Repeat only the lines below from the one that contains "of the gravel" through the final line, exactly. Omit pictures.
==================================================
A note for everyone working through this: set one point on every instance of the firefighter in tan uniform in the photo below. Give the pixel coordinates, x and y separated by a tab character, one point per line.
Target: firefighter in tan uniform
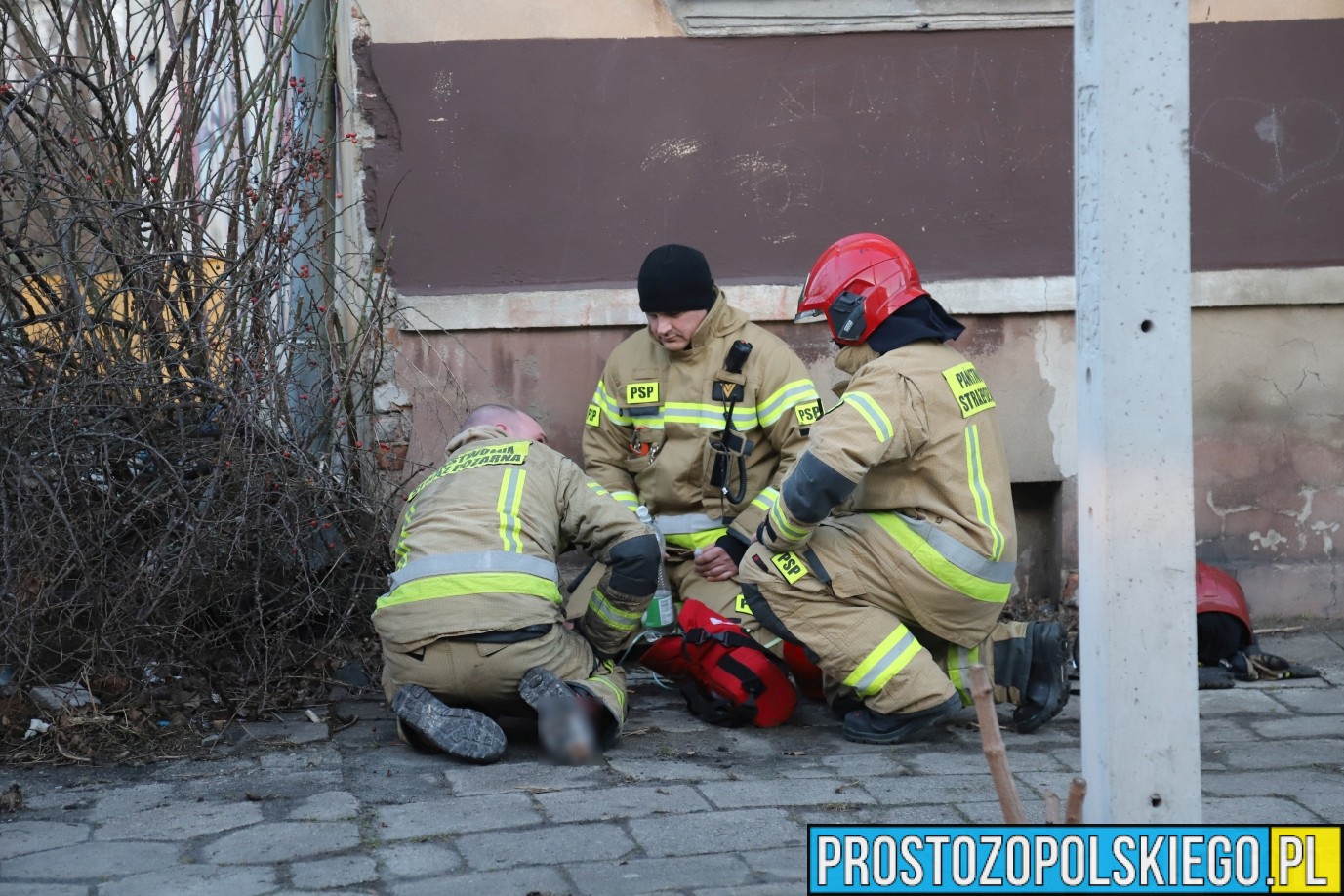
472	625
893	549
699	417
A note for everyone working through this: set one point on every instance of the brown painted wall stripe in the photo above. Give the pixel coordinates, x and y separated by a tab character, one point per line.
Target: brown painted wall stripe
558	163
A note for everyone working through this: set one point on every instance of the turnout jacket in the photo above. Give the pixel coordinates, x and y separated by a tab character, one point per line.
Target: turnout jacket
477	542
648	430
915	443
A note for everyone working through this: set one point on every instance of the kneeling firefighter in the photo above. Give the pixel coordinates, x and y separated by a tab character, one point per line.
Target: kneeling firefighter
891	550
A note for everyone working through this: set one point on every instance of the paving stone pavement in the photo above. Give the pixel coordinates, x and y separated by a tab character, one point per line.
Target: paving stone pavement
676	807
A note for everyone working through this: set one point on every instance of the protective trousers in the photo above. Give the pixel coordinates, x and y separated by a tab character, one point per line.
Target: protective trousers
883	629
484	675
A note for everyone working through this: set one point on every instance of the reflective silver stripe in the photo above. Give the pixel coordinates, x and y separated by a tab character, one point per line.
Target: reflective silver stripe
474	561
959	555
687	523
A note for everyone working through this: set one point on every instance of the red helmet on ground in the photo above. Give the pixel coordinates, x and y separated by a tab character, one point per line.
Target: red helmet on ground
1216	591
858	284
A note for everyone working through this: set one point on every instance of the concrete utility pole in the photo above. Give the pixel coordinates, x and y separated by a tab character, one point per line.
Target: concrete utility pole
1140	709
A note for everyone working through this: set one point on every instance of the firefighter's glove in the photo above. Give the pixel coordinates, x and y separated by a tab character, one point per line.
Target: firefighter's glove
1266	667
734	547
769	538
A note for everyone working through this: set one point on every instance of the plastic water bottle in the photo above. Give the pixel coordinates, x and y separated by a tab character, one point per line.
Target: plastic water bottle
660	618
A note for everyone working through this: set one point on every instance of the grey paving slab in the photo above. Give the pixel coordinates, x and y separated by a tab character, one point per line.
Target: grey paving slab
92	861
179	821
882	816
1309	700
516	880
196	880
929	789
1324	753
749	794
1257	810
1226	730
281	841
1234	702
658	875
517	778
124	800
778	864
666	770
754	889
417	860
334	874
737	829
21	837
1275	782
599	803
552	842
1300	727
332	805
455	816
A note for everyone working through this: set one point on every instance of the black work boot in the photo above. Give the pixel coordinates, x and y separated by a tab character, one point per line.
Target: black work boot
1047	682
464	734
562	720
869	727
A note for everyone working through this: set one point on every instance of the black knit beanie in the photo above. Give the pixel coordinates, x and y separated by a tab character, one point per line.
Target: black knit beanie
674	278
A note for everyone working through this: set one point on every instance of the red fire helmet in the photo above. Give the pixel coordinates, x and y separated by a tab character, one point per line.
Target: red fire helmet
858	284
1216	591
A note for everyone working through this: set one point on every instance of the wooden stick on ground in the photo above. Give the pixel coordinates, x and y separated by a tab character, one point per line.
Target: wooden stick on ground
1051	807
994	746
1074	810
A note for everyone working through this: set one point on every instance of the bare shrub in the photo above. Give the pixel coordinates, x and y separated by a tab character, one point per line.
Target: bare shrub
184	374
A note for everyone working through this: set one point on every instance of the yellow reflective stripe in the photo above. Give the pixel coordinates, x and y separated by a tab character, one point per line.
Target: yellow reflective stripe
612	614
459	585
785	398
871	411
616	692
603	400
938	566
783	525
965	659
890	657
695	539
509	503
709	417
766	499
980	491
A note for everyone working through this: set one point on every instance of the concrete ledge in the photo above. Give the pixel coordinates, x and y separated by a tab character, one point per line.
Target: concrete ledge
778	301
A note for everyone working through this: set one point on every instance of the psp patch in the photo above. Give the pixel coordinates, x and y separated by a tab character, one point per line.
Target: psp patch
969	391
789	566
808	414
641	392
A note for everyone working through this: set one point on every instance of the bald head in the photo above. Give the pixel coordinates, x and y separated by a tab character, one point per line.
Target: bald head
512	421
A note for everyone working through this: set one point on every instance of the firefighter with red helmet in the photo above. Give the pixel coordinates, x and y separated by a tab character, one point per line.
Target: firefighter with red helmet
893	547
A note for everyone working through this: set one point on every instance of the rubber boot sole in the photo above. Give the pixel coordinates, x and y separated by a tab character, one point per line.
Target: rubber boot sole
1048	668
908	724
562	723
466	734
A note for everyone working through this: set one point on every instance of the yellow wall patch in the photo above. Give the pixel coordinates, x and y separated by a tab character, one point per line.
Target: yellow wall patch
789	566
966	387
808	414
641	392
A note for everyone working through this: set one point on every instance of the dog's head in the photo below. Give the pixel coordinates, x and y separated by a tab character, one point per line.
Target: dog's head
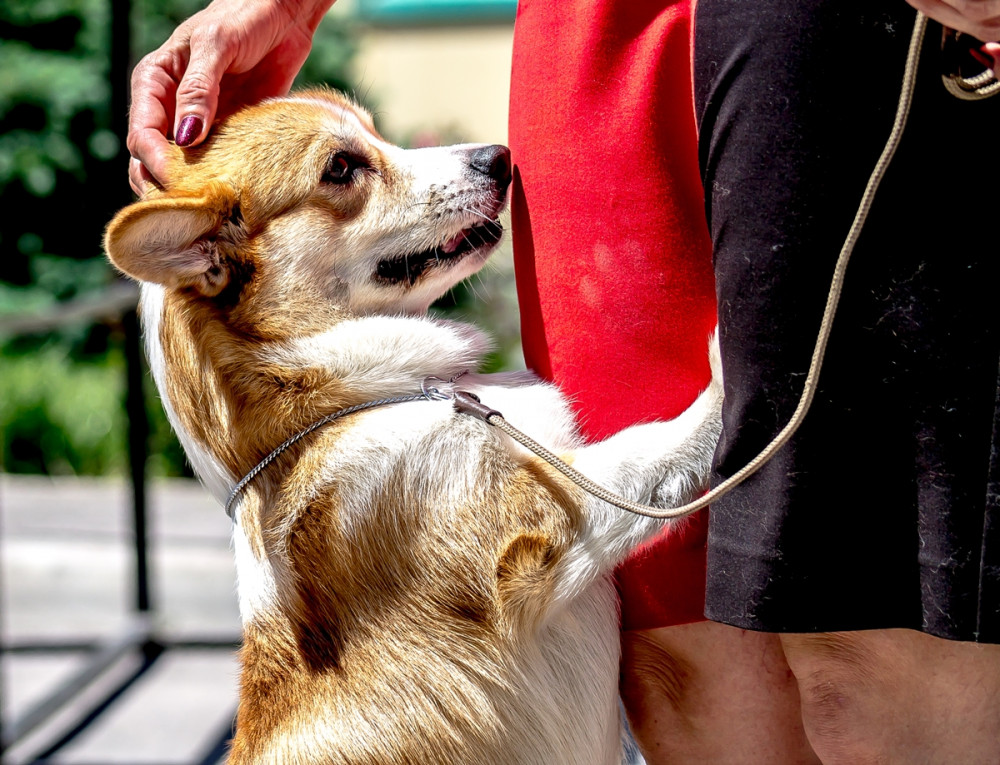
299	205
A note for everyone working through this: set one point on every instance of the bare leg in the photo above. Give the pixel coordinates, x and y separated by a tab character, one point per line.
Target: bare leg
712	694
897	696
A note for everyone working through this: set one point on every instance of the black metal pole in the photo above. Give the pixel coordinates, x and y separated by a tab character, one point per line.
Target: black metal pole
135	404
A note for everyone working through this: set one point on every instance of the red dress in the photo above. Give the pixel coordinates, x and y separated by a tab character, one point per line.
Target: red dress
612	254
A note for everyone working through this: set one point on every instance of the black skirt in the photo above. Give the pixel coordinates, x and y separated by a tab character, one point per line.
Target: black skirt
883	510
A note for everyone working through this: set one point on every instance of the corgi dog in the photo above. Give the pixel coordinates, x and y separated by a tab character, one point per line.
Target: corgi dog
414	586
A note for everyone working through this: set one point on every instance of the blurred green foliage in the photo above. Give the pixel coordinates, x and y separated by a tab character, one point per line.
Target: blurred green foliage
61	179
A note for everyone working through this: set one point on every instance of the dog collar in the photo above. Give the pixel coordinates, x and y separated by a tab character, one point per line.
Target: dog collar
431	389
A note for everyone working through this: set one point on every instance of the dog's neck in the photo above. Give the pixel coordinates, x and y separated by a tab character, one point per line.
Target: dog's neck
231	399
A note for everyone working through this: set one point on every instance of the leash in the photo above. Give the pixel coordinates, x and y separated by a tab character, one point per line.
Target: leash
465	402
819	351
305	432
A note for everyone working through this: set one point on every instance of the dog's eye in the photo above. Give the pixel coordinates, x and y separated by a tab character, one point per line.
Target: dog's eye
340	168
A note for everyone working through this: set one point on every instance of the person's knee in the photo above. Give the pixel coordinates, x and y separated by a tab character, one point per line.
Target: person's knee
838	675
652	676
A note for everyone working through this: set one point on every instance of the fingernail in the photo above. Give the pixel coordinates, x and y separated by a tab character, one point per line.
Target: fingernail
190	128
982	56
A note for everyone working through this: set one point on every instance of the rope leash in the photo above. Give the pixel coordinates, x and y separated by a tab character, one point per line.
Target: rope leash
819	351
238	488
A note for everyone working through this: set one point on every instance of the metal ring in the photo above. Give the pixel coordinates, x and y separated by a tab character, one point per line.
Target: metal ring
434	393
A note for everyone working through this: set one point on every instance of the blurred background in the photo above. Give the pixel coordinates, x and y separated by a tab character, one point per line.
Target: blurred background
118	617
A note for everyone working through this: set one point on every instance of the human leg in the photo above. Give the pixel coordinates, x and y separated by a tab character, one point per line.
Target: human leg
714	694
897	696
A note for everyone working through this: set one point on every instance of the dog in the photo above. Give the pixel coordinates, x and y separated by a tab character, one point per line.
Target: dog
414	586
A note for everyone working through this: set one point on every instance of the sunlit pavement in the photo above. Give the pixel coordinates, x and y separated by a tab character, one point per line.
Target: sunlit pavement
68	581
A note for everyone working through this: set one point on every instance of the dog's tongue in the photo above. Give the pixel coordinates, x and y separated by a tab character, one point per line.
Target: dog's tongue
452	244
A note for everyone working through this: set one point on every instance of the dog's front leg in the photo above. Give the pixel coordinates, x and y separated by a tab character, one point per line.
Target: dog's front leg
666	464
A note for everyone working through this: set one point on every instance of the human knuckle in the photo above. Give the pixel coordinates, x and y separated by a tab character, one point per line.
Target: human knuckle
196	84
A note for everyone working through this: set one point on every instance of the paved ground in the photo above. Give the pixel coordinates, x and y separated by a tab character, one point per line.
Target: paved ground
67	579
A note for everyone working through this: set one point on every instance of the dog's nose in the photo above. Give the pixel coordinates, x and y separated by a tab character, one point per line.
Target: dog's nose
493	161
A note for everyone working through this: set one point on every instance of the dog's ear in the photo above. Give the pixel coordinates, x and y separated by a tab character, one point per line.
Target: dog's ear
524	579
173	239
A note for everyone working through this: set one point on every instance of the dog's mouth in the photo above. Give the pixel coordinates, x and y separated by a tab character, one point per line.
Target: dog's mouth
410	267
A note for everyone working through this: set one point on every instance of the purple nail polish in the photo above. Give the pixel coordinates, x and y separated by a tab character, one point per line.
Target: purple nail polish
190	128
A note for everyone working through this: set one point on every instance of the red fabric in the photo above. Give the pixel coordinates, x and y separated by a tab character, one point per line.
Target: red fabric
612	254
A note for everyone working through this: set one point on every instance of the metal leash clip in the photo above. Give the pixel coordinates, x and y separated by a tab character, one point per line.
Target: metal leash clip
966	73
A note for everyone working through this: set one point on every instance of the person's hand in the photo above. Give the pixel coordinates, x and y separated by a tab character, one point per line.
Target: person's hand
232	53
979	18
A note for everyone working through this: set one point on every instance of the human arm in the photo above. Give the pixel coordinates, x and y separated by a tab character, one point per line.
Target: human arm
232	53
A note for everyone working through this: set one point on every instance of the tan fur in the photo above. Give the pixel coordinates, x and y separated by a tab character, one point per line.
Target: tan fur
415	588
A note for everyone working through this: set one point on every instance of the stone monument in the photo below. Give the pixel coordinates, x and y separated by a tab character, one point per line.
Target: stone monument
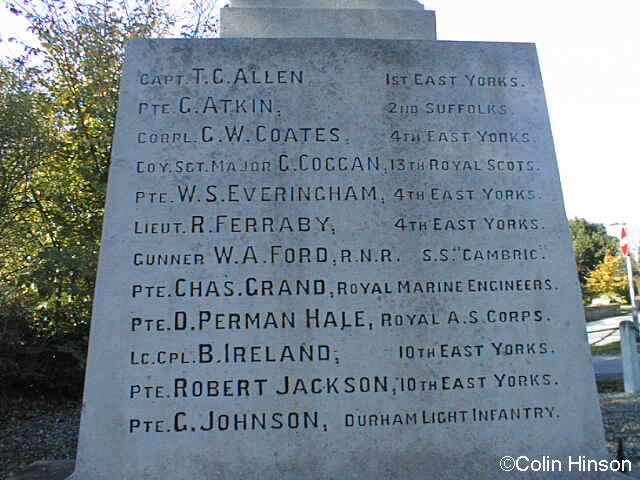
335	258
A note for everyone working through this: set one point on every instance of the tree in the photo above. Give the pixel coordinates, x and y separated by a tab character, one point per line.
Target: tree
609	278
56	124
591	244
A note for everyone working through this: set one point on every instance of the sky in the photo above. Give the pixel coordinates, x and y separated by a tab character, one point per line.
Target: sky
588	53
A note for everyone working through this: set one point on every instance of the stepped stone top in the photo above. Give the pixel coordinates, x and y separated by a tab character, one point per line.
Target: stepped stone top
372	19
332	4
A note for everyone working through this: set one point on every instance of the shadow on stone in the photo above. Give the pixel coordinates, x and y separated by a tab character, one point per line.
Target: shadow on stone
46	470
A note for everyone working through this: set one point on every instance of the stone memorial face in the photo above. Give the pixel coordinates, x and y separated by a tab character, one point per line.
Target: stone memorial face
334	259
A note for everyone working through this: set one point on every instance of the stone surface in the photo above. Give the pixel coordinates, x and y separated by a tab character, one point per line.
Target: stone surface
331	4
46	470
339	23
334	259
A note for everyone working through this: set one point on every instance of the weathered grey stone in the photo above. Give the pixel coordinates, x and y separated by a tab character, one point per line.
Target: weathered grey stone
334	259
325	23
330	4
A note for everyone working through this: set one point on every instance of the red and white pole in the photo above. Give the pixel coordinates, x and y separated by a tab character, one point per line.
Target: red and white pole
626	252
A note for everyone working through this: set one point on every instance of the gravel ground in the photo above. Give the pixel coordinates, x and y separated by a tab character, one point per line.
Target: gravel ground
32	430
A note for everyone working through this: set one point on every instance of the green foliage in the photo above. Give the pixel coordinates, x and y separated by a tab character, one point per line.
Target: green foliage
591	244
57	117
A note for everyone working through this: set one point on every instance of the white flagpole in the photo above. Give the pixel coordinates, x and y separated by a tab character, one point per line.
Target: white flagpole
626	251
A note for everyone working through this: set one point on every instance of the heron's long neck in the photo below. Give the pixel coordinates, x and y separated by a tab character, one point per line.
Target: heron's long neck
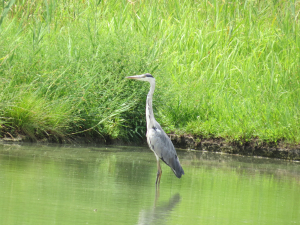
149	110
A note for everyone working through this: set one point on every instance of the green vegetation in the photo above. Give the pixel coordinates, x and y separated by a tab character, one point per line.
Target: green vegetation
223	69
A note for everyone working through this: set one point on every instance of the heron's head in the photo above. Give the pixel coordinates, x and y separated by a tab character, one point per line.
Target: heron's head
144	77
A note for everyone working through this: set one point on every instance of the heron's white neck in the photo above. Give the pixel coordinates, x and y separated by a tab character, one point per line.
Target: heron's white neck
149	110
==================================================
Expected output:
A note for everyone working through this: set one point on every instance of the gravel ground in the photo above. Give the pixel coordinates, x and y separated by a tab character, one point per line.
Target: gravel ground
32	430
A note for everyone working through this: set one point on every instance of the green foliage in the photo above. Give the pixel coordinates, x and y separated by a tab character, one point per line.
Target: green foliage
591	244
57	117
A note for everyone working through this: set one point on every instance of the white flagpole in the photo above. Give the pixel coordinates, x and y separated by a tab character, one point per line.
Target: white flagpole
626	251
A note for everyone working through this: set one point on every instance of the heron's long neck in the photo below. Give the pixel coordinates, x and y separated by a tab character, one point per line.
Target: heron's long neck
149	110
A note for everyone working through this: set one point on every instance of the green vegetation in the photo above. Give the pixel coordinates, x and y separated by a tab character, one point per line.
Target: green vegetation
223	69
A note for everyone working through this: set one point on every instance of the heron's head in the photo above. Give the pixel coordinates, x and y separated by a tab character, one point per line.
Target: heron's head
144	77
A note for everyone working through this: set one point on every instance of the heron's white neck in the photo above. Give the pixel coordinates, x and y separated by a tab character, one point per line.
Target: heron's white neck
149	110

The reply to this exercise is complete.